_What is required_
Give the lines again exactly, from the one holding "the blue sweatpants" to the last line of the listing below, both ends included and nothing added.
****************************************
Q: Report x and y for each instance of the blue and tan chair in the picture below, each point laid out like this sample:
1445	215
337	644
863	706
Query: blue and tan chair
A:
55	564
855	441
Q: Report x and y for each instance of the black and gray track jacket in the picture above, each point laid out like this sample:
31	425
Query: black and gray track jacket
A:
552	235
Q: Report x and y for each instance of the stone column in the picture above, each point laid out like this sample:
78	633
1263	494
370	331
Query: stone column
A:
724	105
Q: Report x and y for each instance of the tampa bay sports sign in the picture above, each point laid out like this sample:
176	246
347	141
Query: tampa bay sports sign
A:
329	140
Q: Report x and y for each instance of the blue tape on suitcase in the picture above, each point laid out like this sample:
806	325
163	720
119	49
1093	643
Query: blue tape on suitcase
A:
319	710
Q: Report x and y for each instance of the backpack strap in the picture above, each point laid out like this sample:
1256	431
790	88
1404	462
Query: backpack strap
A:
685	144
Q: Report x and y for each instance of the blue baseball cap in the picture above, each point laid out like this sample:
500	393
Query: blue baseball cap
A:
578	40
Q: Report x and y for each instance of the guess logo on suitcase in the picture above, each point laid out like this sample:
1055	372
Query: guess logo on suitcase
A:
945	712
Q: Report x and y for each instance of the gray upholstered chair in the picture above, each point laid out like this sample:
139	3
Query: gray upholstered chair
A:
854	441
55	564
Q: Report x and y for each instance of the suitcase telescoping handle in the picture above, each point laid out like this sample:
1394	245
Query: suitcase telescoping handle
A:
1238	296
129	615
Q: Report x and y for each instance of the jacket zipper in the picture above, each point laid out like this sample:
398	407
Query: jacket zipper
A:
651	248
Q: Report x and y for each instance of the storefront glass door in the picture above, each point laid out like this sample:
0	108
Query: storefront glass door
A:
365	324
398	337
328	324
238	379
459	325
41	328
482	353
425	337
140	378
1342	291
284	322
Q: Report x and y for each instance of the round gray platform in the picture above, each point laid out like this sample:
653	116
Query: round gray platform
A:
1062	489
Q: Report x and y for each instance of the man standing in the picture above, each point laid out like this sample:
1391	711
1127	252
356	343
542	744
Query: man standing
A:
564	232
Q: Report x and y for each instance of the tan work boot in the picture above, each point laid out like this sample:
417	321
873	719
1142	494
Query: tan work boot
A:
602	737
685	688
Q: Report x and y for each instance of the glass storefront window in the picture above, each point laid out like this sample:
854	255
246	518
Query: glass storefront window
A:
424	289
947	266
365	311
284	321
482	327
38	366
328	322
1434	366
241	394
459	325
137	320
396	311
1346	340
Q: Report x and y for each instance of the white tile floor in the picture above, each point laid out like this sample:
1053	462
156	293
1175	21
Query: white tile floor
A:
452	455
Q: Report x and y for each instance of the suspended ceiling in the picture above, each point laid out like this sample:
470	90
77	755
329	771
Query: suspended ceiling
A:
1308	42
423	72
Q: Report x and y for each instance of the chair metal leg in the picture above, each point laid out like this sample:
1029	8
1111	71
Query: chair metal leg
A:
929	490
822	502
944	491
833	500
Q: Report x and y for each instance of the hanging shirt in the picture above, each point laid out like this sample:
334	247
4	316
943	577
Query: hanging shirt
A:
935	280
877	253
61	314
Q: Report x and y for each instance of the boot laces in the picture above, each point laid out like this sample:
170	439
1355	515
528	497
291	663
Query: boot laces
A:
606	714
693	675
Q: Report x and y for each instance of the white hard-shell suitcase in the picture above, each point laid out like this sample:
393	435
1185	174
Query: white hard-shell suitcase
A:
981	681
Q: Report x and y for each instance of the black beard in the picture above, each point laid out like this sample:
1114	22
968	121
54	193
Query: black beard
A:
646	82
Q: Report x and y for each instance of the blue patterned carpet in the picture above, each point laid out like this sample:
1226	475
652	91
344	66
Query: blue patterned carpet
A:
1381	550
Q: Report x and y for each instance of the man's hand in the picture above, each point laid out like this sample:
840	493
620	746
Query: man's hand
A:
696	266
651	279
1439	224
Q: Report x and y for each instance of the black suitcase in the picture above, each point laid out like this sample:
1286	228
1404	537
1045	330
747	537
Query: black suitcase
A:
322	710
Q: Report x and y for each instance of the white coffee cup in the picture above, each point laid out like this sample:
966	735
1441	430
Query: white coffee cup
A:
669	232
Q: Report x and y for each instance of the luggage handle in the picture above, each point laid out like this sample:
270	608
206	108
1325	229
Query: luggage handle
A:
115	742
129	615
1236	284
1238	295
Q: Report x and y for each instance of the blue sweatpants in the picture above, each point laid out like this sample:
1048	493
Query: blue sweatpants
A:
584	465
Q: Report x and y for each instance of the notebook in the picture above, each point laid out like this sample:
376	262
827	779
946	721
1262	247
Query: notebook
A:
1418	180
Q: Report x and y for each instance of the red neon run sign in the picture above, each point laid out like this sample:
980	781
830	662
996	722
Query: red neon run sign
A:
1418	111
****************************************
_Exercise output_
Q: Report x and y for each instance of the blue sweatpants in the picture above, each point laid out like this sample:
1048	493
Query: blue sweatpants
A:
584	465
Q: Report x and y for each instance of the notebook in the picture above, each point laid out like this sample:
376	262
827	779
946	721
1262	247
Query: notebook
A:
1418	180
Q: Report x and y for each instance of the red neon run sign in the picture above, each point laid out like this sample:
980	781
830	662
996	722
Query: red neon run sign
A:
1418	111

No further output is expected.